▶ _What is required_
Please show every line of the data below that contains the word "background", copying each one in full. Case counts.
++++ Given information ++++
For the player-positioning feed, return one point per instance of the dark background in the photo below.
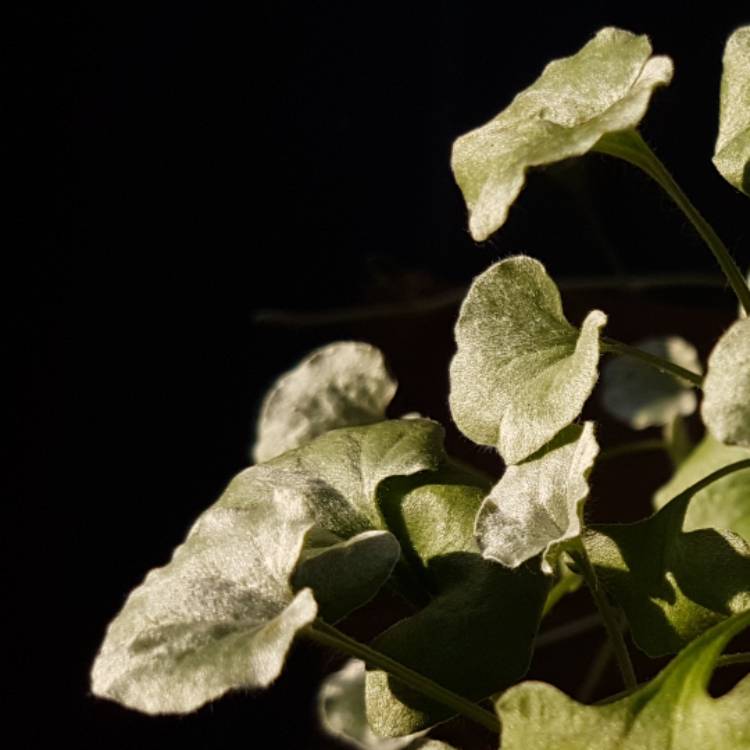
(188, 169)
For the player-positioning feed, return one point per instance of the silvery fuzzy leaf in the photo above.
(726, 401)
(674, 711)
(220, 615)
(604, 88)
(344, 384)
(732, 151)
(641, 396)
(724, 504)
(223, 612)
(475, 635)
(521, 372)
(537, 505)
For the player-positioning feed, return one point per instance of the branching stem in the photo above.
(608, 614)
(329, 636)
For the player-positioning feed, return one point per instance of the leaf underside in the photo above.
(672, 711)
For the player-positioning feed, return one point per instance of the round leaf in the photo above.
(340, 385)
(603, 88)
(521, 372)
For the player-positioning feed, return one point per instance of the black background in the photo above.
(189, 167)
++++
++++ Given information ++++
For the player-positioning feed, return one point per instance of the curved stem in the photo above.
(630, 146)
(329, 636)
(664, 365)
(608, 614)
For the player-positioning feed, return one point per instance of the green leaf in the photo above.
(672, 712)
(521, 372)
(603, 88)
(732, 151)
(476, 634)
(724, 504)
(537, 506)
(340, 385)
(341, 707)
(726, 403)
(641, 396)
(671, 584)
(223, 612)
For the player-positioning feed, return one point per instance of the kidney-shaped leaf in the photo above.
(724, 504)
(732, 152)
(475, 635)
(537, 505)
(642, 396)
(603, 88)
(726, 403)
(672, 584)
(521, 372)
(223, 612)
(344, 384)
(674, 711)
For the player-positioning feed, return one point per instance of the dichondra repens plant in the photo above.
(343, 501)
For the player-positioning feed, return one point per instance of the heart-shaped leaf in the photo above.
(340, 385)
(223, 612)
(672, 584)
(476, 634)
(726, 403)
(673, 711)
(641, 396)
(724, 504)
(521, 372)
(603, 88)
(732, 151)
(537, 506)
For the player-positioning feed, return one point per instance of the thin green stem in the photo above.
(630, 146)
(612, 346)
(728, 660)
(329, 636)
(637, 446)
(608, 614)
++++
++++ Given information ++++
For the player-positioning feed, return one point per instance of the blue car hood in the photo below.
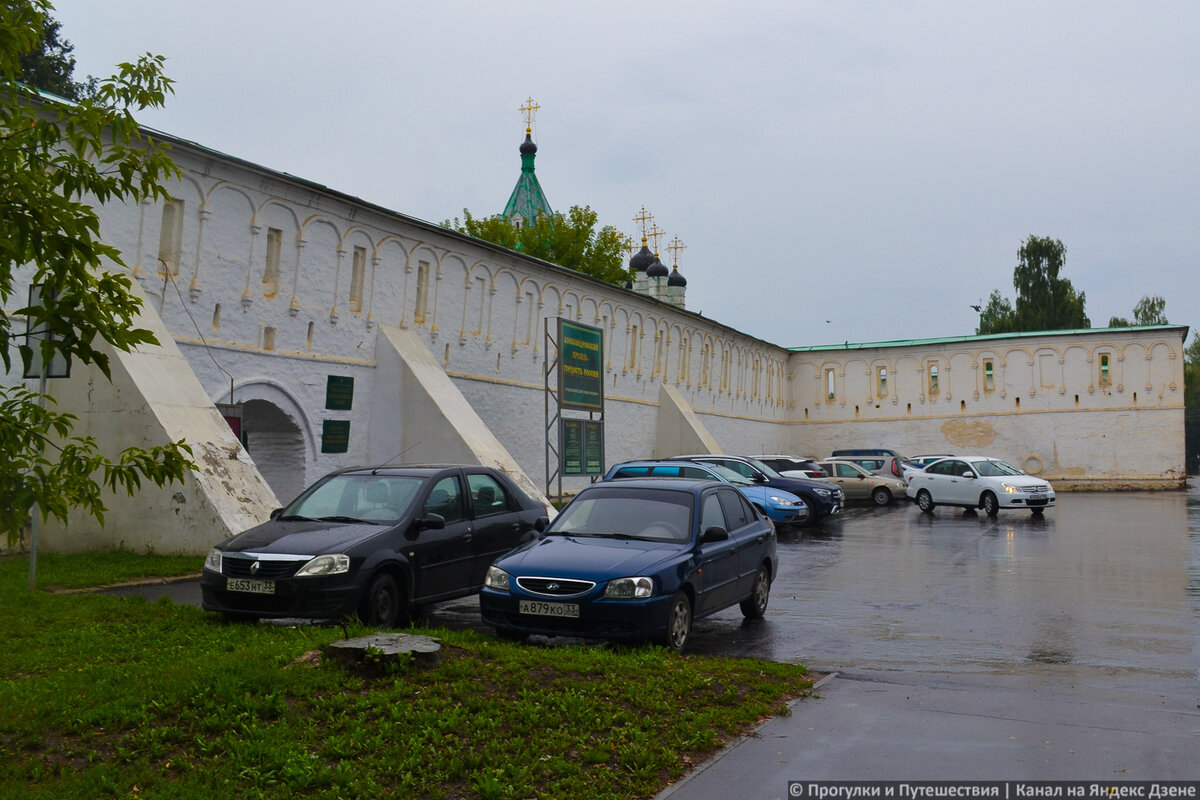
++++
▶ _Task response_
For the player-positioning feed, return one point per instance of the dark background in the photo below.
For the player-positioning feed, return one point per instance of the black background in the photo above.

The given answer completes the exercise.